§ **Objectif**: Restituez mot pour mot le passage de l'extrait sur la procédure contentieuse, en commençant à « Par un jugement » et en terminant à « de justice administrative. ».

§ **Extrait de page**:
::::
Vu la procédure suivante :
Procédure contentieuse antérieure :
La société par actions simplifiée à associé unique Orangina Suntory France Production a demandé au tribunal administratif de Nîmes de prononcer la décharge des cotisations de taxe d'aménagement mises à sa charge par des titres de perception émis le 17 décembre 2020 et le 24 décembre 2021 et de la cotisation de redevance d'archéologie préventive mise à sa charge par un titre de perception émis le 17 décembre 2020.
Par un jugement n° 2400669 du 22 novembre 2024, le tribunal administratif de Nîmes a rejeté sa demande.
Procédure devant la cour :
Par une requête, enregistrée le 22 janvier 2025, la société Orangina Suntory France Production, représentée par Me Ralkos, demande à la cour :
1°) d'annuler ce jugement du 22 novembre 2024 du tribunal administratif de Nîmes ;
2°) de la décharger des cotisations de taxe d'aménagement mises à sa charge par des titres de perception émis le 17 décembre 2020 et le 24 décembre 2021 et de la cotisation de redevance d'archéologie préventive mise à sa charge par un titre de perception émis le 17 décembre 2020 ;
3°) de mettre à la charge de l'État une somme de 1 500 euros au titre de l'article L. 761-1 du code de justice administrative.
Elle soutient que :
- le maire de Châteauneuf-de-Gadagne ayant constaté, le 27 mars 2023, la péremption du permis de construire qui lui a été délivré le 5 décembre 2019, les titres de perception émis à son encontre devront être annulés et la taxe d'aménagement ainsi que la redevance d'archéologie préventive devront lui être restituées ;
- il devra être fait droit à sa demande en application de l'article L. 331-30 du code de l'urbanisme, auquel renvoie l'article L. 524-15 du code du patrimoine, les travaux n'ayant pas été réalisés.
Par un mémoire distinct, enregistré le 27 janvier 2025, la société Orangina Suntory France Production demande à la cour, en application de l'article 23-1 de l'ordonnance n° 58-1067 du 7 novembre 1958 et à l'appui de sa requête visée ci-dessus, de transmettre au Conseil d'État la question prioritaire de constitutionnalité relative à la conformité aux droits et libertés garantis par la Constitution des dispositions du premier alinéa de l'article L. 331-31 du code de l'urbanisme issues de l'article 28 de la loi n° 2010-1658 du 29 décembre 2010 de finances rectificative pour 2010.
::::
§ **Données fournies**:

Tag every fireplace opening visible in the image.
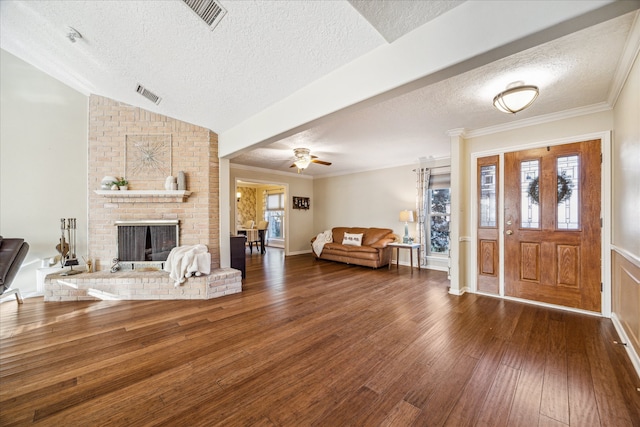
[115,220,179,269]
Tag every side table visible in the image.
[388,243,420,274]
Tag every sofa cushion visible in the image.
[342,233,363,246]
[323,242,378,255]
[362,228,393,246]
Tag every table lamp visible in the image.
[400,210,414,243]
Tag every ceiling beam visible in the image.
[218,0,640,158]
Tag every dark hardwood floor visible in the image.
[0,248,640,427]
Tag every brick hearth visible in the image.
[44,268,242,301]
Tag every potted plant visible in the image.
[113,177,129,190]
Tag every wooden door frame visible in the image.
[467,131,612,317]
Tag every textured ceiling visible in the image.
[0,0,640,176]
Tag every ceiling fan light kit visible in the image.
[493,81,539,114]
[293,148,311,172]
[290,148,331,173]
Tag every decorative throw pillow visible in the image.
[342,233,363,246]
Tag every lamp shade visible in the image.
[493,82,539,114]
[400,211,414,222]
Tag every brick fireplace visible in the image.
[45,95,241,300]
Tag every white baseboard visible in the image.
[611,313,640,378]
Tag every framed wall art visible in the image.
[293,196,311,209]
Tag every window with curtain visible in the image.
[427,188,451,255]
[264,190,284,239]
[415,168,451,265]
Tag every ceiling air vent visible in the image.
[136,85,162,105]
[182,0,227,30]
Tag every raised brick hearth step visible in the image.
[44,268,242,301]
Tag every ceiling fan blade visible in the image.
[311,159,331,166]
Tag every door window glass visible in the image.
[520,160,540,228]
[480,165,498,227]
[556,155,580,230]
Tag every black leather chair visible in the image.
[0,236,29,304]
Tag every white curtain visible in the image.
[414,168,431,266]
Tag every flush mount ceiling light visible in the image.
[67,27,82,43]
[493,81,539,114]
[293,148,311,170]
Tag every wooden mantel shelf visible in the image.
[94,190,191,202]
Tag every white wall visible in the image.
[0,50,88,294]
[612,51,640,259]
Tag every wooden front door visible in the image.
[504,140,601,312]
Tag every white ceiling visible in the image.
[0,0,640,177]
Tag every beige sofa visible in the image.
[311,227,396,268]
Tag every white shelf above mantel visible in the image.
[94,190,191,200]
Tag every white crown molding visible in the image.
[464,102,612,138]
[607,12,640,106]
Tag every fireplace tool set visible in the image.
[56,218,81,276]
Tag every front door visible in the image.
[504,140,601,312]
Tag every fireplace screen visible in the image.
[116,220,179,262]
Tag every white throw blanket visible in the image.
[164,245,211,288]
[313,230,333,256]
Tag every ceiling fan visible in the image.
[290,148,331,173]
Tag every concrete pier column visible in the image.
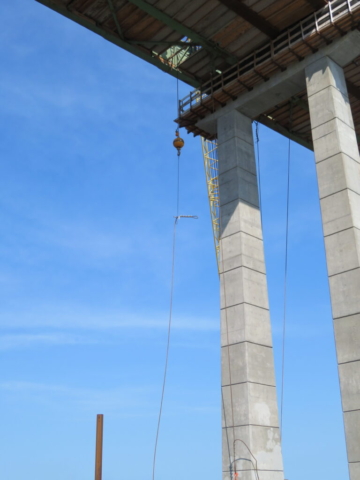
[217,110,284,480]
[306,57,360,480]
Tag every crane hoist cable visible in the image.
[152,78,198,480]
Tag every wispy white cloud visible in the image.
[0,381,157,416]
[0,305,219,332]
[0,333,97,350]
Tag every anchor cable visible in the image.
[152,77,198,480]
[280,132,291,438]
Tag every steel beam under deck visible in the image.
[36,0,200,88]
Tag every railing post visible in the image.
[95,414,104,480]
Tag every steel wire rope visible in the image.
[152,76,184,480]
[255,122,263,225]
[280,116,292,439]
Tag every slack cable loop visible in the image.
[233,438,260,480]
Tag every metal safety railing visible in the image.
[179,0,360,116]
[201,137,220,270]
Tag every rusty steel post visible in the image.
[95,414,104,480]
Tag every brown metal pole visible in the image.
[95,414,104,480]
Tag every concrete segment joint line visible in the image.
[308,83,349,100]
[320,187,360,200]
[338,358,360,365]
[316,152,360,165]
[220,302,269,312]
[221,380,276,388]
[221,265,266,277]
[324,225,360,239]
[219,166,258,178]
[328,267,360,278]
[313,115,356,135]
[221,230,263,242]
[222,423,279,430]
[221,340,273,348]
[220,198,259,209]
::::
§ **Réponse**:
Par un jugement n° 2400669 du 22 novembre 2024, le tribunal administratif de Nîmes a rejeté sa demande.
Procédure devant la cour :
Par une requête, enregistrée le 22 janvier 2025, la société Orangina Suntory France Production, représentée par Me Ralkos, demande à la cour :
1°) d'annuler ce jugement du 22 novembre 2024 du tribunal administratif de Nîmes ;
2°) de la décharger des cotisations de taxe d'aménagement mises à sa charge par des titres de perception émis le 17 décembre 2020 et le 24 décembre 2021 et de la cotisation de redevance d'archéologie préventive mise à sa charge par un titre de perception émis le 17 décembre 2020 ;
3°) de mettre à la charge de l'État une somme de 1 500 euros au titre de l'article L. 761-1 du code de justice administrative.